+++ Rows

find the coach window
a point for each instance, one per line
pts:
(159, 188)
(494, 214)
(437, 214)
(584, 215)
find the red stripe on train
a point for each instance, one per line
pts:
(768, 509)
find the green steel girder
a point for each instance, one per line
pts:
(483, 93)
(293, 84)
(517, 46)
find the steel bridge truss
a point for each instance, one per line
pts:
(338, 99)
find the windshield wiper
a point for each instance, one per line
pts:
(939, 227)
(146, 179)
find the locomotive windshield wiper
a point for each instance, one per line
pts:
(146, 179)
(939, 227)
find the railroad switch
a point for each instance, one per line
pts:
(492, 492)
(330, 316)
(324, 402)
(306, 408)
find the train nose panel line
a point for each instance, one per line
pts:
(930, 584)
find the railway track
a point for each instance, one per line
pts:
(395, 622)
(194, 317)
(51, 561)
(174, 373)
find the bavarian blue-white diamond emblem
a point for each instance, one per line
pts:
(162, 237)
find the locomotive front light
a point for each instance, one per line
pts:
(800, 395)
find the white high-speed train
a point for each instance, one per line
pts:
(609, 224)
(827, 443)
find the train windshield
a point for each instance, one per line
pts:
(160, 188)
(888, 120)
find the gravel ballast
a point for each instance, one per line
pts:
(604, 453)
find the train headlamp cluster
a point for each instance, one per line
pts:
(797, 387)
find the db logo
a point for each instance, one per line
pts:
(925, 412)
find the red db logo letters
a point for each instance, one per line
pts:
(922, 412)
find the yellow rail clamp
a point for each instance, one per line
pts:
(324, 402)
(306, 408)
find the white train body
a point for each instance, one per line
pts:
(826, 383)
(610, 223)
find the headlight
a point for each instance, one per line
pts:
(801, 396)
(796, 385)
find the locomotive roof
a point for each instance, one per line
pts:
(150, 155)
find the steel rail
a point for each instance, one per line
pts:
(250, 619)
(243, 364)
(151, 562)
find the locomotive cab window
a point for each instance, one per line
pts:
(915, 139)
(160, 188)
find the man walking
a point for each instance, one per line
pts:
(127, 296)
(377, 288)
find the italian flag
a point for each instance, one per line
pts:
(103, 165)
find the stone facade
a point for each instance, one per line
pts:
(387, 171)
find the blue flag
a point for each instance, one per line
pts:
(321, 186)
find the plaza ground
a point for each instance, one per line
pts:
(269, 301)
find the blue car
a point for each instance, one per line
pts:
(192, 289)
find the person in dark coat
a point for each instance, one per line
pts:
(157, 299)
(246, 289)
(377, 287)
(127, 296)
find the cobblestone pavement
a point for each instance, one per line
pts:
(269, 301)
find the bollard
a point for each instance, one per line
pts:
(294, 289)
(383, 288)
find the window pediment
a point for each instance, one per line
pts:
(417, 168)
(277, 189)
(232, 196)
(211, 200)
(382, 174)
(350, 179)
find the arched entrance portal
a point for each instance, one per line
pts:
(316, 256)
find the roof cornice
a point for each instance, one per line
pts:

++++++

__Stated problem__: Copy all of the records above word for word, line by line, without changing anything.

__Exercise result__:
find the coach window
a point for each instance, one per line
pts:
(159, 188)
(494, 214)
(437, 214)
(584, 215)
find the red stripe on train
a point for each instance, one per line
pts:
(768, 509)
find the green steel girder
a point for each instance, one per line
pts:
(483, 93)
(293, 84)
(517, 46)
find the steel bridge truss
a point for each instance, one per line
pts:
(338, 99)
find the windshield wiper
a point for each instance, one per line
pts:
(939, 227)
(146, 179)
find the locomotive windshield wiper
a point for each instance, one per line
pts:
(146, 179)
(939, 227)
find the railroad switch
a point for each instance, one per line
pts:
(492, 492)
(330, 316)
(324, 402)
(306, 408)
find the train nose panel line
a point for each instance, one per line
pts:
(930, 584)
find the railway track
a point for each instance, one per line
pts:
(395, 622)
(194, 317)
(51, 561)
(174, 373)
find the bavarian blue-white diamond emblem
a point for each instance, one per line
pts:
(162, 237)
find the locomotive front light
a point for each instance, one per line
pts:
(800, 395)
find the white high-speed train
a point for each instance, one per line
pts:
(609, 224)
(827, 443)
find the train windshield
a point for each instance, one per line
pts:
(160, 188)
(888, 120)
find the gravel ballast
a point for each instance, one per line
pts:
(604, 453)
find the train headlamp cluster
a point for each instance, one per line
pts:
(797, 387)
find the db logo
a point for each instance, one per line
pts:
(925, 412)
find the red db logo letters
a point for each instance, one per line
pts:
(922, 412)
find the yellow rail clamp
a point for each instance, one per line
pts:
(324, 402)
(306, 408)
find the white train body
a point for each instance, one per line
pts:
(826, 383)
(610, 223)
find the headlight
a point for each instance, one per line
pts:
(801, 396)
(796, 385)
find the locomotive roof
a point for each instance, one per line
pts:
(150, 155)
find the steel rail
a point for each instance, one per line
pts:
(250, 619)
(243, 364)
(151, 562)
find the locomotive cab window
a point for each instance, one per line
pts:
(915, 139)
(160, 188)
find the man walking
a point for each instance, one per line
pts:
(127, 296)
(377, 288)
find the italian flag
a point for each instance, one per line
pts:
(103, 165)
find the stone facade
a point for each instance, one per line
pts:
(387, 171)
find the blue flag
a point for each instance, one per line
pts:
(321, 186)
find the plaza ground
a point for each instance, one per line
pts:
(269, 301)
find the blue car
a point for each instance, one per line
pts:
(192, 289)
find the person in dark coat
a point for each instance, one per line
pts:
(157, 299)
(246, 289)
(377, 287)
(127, 296)
find the cobblestone pavement
a point for each instance, one per line
pts:
(269, 301)
find the bollard
a point for each instance, one per line
pts:
(294, 289)
(383, 288)
find the window pediment
a point for each instance, one per line
pts:
(417, 168)
(277, 189)
(232, 196)
(211, 200)
(382, 174)
(350, 179)
find the arched entrance portal
a point for each instance, one per line
pts:
(316, 256)
find the roof cornice
a point for each instance, one per line
pts:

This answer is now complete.